The Starry Plough () () is the official newsletter (Initally a newspaper, then a magazine) of the Irish Republican Socialist Party. In 2006 it proclaimed on its website that "The Starry Plough is the only paper that stands firmly against British rule and for the destruction of capitalism in Ireland." The paper also focuses on socialist solidarity issues around the world.

History
The name of the paper is taken from the flag of the same name. The decision to use the name the Starry Plough was inspired by a newspaper produced by Official Sinn Féin in Derry City in the early 1970s. Produced by the local branch of Official Sinn Féin in Derry, it was edited by Jackie Ward (who went on to edit The United Irishman) and Joe Sweeney (who sided with the IRSP following the split with the Officials). The suggestion for the IRSP newspaper was made by Derry members to the IRSP Ard Comhairle in early 1975. The Irish translation An Camchéachta was provided by Mairin Bean Ui Chionnaith, an Irish-language scholar and republican.

▶ **Supplied records**:

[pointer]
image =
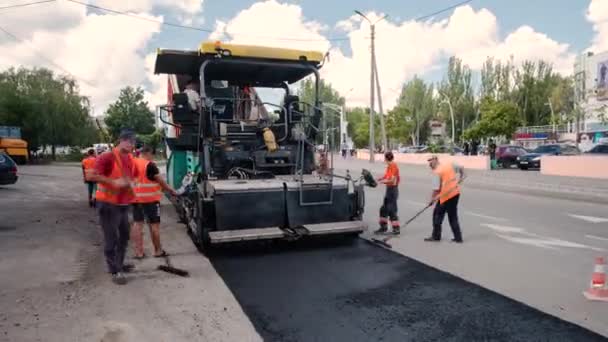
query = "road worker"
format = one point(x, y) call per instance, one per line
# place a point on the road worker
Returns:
point(148, 193)
point(88, 166)
point(446, 193)
point(115, 173)
point(389, 208)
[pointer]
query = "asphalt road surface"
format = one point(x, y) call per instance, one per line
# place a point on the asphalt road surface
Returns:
point(57, 288)
point(360, 292)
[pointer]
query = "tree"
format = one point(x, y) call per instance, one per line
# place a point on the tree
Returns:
point(498, 119)
point(48, 108)
point(417, 98)
point(328, 95)
point(129, 111)
point(458, 90)
point(399, 124)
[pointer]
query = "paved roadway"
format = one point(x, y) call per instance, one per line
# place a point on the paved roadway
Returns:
point(536, 249)
point(302, 292)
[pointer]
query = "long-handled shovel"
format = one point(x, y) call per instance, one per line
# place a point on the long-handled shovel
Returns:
point(168, 267)
point(384, 242)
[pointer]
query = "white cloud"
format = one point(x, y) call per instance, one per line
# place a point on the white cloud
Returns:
point(180, 6)
point(264, 21)
point(597, 14)
point(93, 48)
point(403, 49)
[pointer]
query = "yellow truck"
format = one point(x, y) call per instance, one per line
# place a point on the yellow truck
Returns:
point(12, 144)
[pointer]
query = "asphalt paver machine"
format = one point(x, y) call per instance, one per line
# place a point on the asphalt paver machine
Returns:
point(246, 168)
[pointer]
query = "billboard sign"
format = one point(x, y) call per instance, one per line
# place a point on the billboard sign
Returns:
point(601, 87)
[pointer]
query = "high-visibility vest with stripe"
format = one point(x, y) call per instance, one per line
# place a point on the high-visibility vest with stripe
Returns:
point(449, 182)
point(109, 194)
point(146, 191)
point(88, 165)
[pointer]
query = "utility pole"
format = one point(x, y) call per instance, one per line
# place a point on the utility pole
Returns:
point(382, 126)
point(372, 136)
point(373, 80)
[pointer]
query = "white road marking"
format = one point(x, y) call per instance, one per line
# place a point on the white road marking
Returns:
point(526, 241)
point(416, 203)
point(596, 237)
point(535, 239)
point(485, 216)
point(504, 229)
point(591, 219)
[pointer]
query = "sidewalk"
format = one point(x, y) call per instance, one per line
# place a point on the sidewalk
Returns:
point(525, 182)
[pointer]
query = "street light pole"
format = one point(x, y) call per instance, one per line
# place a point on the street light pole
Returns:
point(373, 76)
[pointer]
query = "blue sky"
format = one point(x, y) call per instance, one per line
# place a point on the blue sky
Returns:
point(563, 20)
point(112, 50)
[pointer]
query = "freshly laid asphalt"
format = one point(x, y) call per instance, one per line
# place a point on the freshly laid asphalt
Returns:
point(340, 291)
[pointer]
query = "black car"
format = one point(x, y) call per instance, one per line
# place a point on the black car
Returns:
point(599, 149)
point(532, 160)
point(8, 170)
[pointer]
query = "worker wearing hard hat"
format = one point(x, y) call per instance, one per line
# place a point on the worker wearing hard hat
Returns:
point(115, 173)
point(389, 209)
point(148, 193)
point(446, 193)
point(88, 166)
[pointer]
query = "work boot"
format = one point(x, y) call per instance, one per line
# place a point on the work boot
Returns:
point(381, 230)
point(128, 268)
point(119, 278)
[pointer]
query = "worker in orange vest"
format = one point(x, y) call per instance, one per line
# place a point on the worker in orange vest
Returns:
point(88, 166)
point(389, 208)
point(148, 193)
point(115, 174)
point(446, 193)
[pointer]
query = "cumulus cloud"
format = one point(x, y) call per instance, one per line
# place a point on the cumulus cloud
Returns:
point(597, 14)
point(181, 6)
point(403, 49)
point(93, 48)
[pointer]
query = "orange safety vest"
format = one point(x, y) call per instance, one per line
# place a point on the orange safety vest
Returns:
point(449, 183)
point(109, 194)
point(88, 165)
point(146, 191)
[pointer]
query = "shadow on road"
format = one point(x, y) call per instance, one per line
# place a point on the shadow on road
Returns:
point(314, 291)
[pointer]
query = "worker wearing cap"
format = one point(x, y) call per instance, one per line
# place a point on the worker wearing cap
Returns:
point(388, 211)
point(114, 173)
point(446, 193)
point(148, 193)
point(88, 165)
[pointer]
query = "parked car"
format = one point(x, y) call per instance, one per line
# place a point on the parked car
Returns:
point(599, 149)
point(532, 160)
point(8, 170)
point(442, 149)
point(506, 155)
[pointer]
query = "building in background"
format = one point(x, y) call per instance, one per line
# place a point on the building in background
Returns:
point(591, 89)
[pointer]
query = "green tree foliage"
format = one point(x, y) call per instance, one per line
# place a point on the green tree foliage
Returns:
point(498, 119)
point(458, 90)
point(47, 107)
point(328, 95)
point(399, 124)
point(129, 111)
point(418, 105)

▶ **The exercise**:
Continue the text on the Starry Plough newsletter from where it stops, after the items.

▶ **Task response**:
The first edition of the new (IRSP) The Starry Plough was published in April 1975 under the editorship of Mick Ahern. It included details of the first IRSP public meeting (Dublin, 12 February), an editorial on the IRSP, an interview with Seamus Costello, Easter Rising commemoration notices and a statement from the National Executive of the IRSP.

Subsequent editors included Osgur Breatnach, James Daly, Mary Reid, Seamus Ruddy and (again) Mick Ahern. Important contributors have included Bernadette McAliskey, Tom Hayes, Ite Ni Chionnaith, Eamonn McCann, Niall Leonach, Redmond O'Hanlon, Gerry Lawless, Siobhan Molloy, and London SWP cartoonist Phil Evans.

References

External links

Irish Republican Socialist Party
Irish republican newspapers
Political magazines published in Ireland
Political newspapers published in Ireland
Socialist newspapers
Works about The Troubles (Northern Ireland)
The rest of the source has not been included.